── LISTING

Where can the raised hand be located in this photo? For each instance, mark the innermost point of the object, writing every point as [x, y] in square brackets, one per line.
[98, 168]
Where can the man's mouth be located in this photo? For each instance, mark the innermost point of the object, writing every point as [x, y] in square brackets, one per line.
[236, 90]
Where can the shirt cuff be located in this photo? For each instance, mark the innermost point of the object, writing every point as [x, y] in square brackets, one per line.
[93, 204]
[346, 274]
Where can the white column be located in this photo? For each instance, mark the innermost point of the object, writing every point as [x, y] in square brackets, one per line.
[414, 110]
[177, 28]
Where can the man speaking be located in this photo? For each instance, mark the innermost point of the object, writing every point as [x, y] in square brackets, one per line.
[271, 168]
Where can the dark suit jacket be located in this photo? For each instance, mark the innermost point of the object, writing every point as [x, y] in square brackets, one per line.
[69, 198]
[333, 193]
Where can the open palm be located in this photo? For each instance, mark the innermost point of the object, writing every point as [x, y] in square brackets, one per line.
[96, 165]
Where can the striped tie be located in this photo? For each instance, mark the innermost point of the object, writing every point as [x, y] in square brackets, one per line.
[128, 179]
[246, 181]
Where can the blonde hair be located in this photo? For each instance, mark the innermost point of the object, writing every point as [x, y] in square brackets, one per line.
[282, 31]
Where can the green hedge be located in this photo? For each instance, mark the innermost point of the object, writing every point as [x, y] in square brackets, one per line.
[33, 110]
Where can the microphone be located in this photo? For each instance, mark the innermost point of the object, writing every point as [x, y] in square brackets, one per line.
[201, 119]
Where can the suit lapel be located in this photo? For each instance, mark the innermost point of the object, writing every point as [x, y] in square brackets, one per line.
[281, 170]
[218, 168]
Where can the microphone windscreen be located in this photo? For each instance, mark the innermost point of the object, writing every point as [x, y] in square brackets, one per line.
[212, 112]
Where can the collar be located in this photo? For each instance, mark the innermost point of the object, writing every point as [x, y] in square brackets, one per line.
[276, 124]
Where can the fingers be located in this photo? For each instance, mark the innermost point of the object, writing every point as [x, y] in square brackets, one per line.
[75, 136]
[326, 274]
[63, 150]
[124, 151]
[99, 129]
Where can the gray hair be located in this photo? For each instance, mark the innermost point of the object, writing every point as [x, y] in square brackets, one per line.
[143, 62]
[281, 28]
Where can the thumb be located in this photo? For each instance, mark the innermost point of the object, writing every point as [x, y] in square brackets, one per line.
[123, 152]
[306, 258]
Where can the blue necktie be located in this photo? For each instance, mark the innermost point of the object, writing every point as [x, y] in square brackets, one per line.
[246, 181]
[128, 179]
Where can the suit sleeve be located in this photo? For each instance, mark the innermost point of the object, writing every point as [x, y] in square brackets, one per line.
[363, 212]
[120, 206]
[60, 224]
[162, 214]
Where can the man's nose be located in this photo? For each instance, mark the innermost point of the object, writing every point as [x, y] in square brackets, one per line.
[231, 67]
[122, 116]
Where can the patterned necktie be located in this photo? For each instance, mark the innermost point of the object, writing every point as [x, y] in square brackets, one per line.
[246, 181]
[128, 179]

────

(YOUR INSTRUCTIONS):
Copy out, word for word, the stretch from the line containing "Where can the man's nose" through the last of the rows above.

(SOLVED EXERCISE):
Where can the man's nose be located in this photo? For each instance, mark the innermost point of the object, writing every point as [x, y] in square brackets, one per line.
[231, 67]
[122, 116]
Where can the patterned necktie be located in this photo? For each instance, mark the innermost point of the object, writing every point as [x, y] in square brackets, one per line.
[246, 181]
[128, 179]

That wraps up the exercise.